What you have to do » Write out all of the data exactly as it appears.

Location annotation dataset excerpts
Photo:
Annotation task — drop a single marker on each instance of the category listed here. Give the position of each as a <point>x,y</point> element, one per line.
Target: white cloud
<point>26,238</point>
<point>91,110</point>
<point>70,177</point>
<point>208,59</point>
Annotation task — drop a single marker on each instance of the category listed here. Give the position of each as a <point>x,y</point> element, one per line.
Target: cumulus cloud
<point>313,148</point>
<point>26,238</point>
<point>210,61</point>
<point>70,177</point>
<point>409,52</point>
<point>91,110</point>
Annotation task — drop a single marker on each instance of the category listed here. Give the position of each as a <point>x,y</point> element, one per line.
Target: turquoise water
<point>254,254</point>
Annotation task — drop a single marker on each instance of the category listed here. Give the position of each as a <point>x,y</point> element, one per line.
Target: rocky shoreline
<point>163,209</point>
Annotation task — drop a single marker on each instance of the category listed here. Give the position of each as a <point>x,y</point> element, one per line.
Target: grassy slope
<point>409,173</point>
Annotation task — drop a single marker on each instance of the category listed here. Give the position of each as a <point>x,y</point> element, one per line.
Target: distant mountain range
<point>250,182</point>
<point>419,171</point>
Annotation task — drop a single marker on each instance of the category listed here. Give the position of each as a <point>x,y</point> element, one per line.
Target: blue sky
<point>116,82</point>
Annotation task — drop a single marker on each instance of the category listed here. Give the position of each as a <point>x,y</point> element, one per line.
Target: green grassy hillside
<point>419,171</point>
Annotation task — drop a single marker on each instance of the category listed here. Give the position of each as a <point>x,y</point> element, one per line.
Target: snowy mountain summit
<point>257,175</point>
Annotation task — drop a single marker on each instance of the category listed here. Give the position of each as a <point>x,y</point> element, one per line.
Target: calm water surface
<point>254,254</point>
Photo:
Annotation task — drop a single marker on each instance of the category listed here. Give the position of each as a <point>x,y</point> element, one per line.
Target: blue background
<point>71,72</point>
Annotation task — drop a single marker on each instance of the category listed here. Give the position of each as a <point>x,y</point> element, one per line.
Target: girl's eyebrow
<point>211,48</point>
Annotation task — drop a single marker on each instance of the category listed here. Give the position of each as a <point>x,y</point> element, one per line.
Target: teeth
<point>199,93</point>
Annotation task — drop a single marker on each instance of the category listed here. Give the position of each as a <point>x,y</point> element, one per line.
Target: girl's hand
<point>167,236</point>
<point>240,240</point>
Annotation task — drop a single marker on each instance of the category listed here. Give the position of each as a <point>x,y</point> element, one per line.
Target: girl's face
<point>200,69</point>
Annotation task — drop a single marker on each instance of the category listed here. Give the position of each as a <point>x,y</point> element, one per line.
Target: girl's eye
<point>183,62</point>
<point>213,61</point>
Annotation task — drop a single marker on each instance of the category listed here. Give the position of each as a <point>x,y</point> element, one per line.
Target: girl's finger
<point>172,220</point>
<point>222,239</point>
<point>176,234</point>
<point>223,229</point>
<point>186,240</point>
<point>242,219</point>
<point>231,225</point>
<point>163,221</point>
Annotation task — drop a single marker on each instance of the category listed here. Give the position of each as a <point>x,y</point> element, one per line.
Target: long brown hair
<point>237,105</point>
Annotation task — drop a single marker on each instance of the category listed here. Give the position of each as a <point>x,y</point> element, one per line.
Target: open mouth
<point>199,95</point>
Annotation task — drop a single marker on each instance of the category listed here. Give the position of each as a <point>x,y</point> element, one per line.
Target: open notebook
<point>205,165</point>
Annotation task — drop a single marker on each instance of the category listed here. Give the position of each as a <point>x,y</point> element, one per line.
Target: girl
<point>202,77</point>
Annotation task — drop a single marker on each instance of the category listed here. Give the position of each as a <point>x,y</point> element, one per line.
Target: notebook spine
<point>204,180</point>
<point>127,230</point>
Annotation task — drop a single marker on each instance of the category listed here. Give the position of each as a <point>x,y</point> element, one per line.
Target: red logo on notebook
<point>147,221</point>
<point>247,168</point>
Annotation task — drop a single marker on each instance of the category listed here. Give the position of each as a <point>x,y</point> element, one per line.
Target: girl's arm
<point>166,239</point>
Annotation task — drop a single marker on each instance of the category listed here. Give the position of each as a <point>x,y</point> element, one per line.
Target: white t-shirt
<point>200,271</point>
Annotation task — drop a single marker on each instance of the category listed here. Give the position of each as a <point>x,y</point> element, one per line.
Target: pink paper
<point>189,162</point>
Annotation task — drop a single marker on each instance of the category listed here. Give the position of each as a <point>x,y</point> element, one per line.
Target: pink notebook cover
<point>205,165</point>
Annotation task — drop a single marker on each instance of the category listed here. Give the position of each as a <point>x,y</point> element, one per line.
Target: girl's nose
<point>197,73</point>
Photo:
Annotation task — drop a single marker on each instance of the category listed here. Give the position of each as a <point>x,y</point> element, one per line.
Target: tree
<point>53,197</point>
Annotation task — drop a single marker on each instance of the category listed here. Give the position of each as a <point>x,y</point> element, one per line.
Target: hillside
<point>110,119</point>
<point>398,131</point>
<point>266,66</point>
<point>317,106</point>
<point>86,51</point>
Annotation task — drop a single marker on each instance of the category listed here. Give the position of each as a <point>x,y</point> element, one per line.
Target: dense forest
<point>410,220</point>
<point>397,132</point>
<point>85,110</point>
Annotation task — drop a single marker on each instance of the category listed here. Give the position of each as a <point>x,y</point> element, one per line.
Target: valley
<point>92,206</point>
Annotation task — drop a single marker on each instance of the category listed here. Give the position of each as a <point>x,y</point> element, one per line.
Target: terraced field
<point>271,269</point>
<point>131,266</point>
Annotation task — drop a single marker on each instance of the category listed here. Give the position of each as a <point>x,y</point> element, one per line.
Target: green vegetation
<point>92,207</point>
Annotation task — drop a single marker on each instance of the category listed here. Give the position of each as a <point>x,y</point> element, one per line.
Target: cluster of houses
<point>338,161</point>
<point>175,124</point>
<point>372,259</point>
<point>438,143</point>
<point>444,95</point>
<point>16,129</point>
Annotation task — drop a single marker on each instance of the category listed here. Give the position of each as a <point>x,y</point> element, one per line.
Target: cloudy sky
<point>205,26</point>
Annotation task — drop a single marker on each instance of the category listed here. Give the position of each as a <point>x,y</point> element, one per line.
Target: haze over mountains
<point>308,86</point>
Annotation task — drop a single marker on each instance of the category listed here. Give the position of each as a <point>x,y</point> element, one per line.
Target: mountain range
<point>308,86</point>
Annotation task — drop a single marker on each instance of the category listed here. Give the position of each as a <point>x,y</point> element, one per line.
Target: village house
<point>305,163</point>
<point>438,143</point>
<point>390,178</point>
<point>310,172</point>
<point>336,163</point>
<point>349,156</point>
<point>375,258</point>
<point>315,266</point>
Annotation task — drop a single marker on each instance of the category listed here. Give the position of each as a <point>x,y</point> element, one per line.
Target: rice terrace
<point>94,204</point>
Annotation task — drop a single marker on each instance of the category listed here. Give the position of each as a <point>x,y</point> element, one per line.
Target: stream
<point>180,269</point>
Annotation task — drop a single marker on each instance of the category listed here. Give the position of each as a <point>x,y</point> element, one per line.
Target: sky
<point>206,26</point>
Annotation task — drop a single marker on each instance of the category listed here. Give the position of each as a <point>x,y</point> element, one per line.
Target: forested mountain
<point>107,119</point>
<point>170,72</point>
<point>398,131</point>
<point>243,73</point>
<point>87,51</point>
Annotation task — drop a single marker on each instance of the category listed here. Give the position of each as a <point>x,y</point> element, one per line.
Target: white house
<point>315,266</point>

Solution to the problem »
Photo:
Annotation task — drop a single marker on each instance of the category listed here. Give the position of each as a <point>x,y</point> element, one per line.
Target: white cloud
<point>26,238</point>
<point>91,110</point>
<point>70,177</point>
<point>208,59</point>
Annotation task — drop a single marker on each instance of the category listed here. Give the position of each as a <point>x,y</point> element, one per line.
Target: cumulus cloud
<point>313,148</point>
<point>26,238</point>
<point>210,61</point>
<point>70,177</point>
<point>409,52</point>
<point>91,110</point>
Annotation task — drop a single marker on each instance of the category listed here. Give the position of each as a <point>x,y</point> element, one per line.
Target: turquoise water
<point>254,254</point>
Annotation task — drop a single marker on each instance of the category listed here. Give the position of each as a <point>x,y</point> element, one per line.
Target: rocky shoreline
<point>163,209</point>
Annotation task — drop a single marker on each instance of the category listed here. Give the position of each as a <point>x,y</point> element, one per line.
Target: grassy slope
<point>409,173</point>
Annotation task — drop a single marker on each instance of the category listed here. Give the position of each as a <point>x,y</point> element, one per line.
Target: distant mountain range
<point>250,182</point>
<point>419,171</point>
Annotation task — drop a single marker on each instance of the category listed here. Give the position of each as a <point>x,y</point> element, one per line.
Target: blue sky
<point>116,82</point>
Annotation task — drop a single marker on each instance of the category listed here. Give the position of each as a <point>x,y</point> element, one per line.
Target: green grassy hillside
<point>419,171</point>
Annotation task — drop a single marker on each instance of the category listed here. Give the position of each as a <point>x,y</point> element, one per line.
Target: snowy mountain summit
<point>257,175</point>
Annotation task — drop a single marker on each instance of the category listed here. Give the position of each as a <point>x,y</point> element, one per line.
Target: calm water surface
<point>254,254</point>
Photo:
Annotation task — drop a single marker on each instance of the category listed here. Give the position of each as a <point>x,y</point> element, one per line.
Target: blue background
<point>71,72</point>
Annotation task — drop a single marker on each instance of the category listed here. Give the position of each as a <point>x,y</point> element, one per line.
Target: girl's eyebrow
<point>211,48</point>
Annotation task — drop a single marker on each instance of the category listed here. Give the position of each as a <point>x,y</point> element, one per line.
Target: teeth
<point>199,93</point>
Annotation task — drop a single marker on each instance of the category listed here. Give the position of each as a <point>x,y</point> element, one per line.
Target: girl's hand
<point>167,236</point>
<point>240,240</point>
Annotation task — drop a single marker on each instance of the category listed here. Give the position of each as a <point>x,y</point> element, one per line.
Target: girl's face
<point>200,69</point>
Annotation task — drop a single marker on each instance of the category listed here. Give the position of each as a <point>x,y</point> element, one per line.
Target: girl's eye
<point>183,62</point>
<point>213,61</point>
Annotation task — drop a single marker on each instance of the category listed here. Give the position of each as a <point>x,y</point> element, one per line.
Target: girl's finger
<point>172,220</point>
<point>222,239</point>
<point>176,234</point>
<point>223,229</point>
<point>186,240</point>
<point>242,219</point>
<point>231,225</point>
<point>163,221</point>
Annotation task — drop a single marker on each instance of the category listed here. Give the position of each as a <point>x,y</point> element, one per line.
Target: long brown hair
<point>237,105</point>
Annotation task — drop a single marker on each instance of the category listed here. Give the position of each as a <point>x,y</point> element, one per line.
Target: open mouth
<point>199,95</point>
Annotation task — drop a single marker on each instance of the category listed here. Give the position of each as a <point>x,y</point> element, one per line.
Target: open notebook
<point>205,165</point>
Annotation task — drop a single marker on each instance of the category listed here. Give the position of each as a <point>x,y</point> element, one per line.
Target: girl
<point>202,77</point>
Annotation task — drop a single marker on each instance of the category listed here. Give the position of each as a <point>x,y</point> element, one per line.
Target: notebook spine
<point>204,180</point>
<point>127,230</point>
Annotation task — drop a single marker on each instance of the category listed here. Give the position of each as a <point>x,y</point> element, one per line.
Target: red logo on notebook
<point>147,221</point>
<point>247,168</point>
Annotation task — drop a single marker on each instance of the category listed here. Give the position of each as a <point>x,y</point> element, one per line.
Target: girl's arm
<point>166,239</point>
Annotation task — drop a single marker on each instance of the category listed here. Give the position of each as a <point>x,y</point> element, one per line.
Target: white t-shirt
<point>200,271</point>
Annotation task — drop a single marker on each instance of the category listed here. Give the position of each as a <point>x,y</point> element, one per line.
Target: pink paper
<point>189,162</point>
Annotation task — drop a single marker on each instance of the category listed here. Give the position of each as a <point>x,y</point> element, one per line.
Target: pink notebook cover
<point>205,165</point>
Annotation task — drop a single marker on each instance of the category listed here. Give the position of each as a <point>x,y</point> element, one per line.
Target: girl's nose
<point>197,73</point>
Photo:
Annotation task — drop a single marker on each instance of the category listed here. Give the position of each as a <point>x,y</point> element, one per line.
Target: tree
<point>53,197</point>
Annotation task — drop a single marker on each instance of the category listed here. Give the position of each as a <point>x,y</point> element, one per line.
Target: hillside
<point>110,119</point>
<point>398,131</point>
<point>266,66</point>
<point>317,106</point>
<point>86,51</point>
Annotation task — drop a single marker on each instance of the category listed here. Give the position of each as a <point>x,y</point> element, one per line.
Target: dense forest
<point>410,220</point>
<point>397,132</point>
<point>85,110</point>
Annotation task — drop a single marker on each instance of the category listed here. Give the position of each as a <point>x,y</point> element, one per line.
Target: valley
<point>92,206</point>
Annotation task — drop a single marker on each instance of the category listed here. Give the position of each as a <point>x,y</point> element, one per line.
Target: terraced field
<point>271,269</point>
<point>131,266</point>
Annotation task — drop a single marker on each instance of the category listed here. Give the position of each as a <point>x,y</point> element, one per line.
Target: green vegetation
<point>92,207</point>
Annotation task — drop a single marker on each instance of the category listed here. Give the position of each as a <point>x,y</point> element, one per line.
Target: cluster of houses
<point>338,161</point>
<point>175,124</point>
<point>372,259</point>
<point>438,143</point>
<point>444,95</point>
<point>16,129</point>
Annotation task — drop a single marker on each instance of the category listed here. Give the position of each as a <point>x,y</point> element, one per line.
Target: cloudy sky
<point>205,26</point>
Annotation task — drop a single marker on each instance of the category listed here. Give the position of each as a <point>x,y</point> element, one per line.
Target: haze over mountains
<point>308,86</point>
Annotation task — drop a single marker on each instance of the category listed here. Give the position of each as a <point>x,y</point> element, one per line.
Target: mountain range
<point>308,86</point>
Annotation task — drop a single marker on each instance of the category listed here. Give the position of each as a <point>x,y</point> element, one per line.
Target: village house
<point>305,163</point>
<point>438,143</point>
<point>390,178</point>
<point>310,172</point>
<point>336,163</point>
<point>349,156</point>
<point>375,258</point>
<point>315,266</point>
Annotation task — drop a single marker on each instance of the category listed here. Give the position of each as a <point>x,y</point> element, one per line.
Target: rice terrace
<point>94,204</point>
Annotation task — drop a single marker on each instance of the category listed here. Give the position of each as a <point>x,y</point> element, one per line.
Target: stream
<point>180,269</point>
Annotation task — drop a single marker on each instance of the category listed here. Give the position of each as a <point>x,y</point> element, one per line.
Target: sky
<point>206,26</point>
Annotation task — drop a single marker on each instance of the category listed here. Give the position of each as a <point>x,y</point> element, one per line.
Target: forested mountain
<point>107,119</point>
<point>170,72</point>
<point>398,131</point>
<point>243,73</point>
<point>87,51</point>
Annotation task — drop a single marker on each instance of the category listed here. Give the position of each as a <point>x,y</point> element, one per line.
Target: white house
<point>315,266</point>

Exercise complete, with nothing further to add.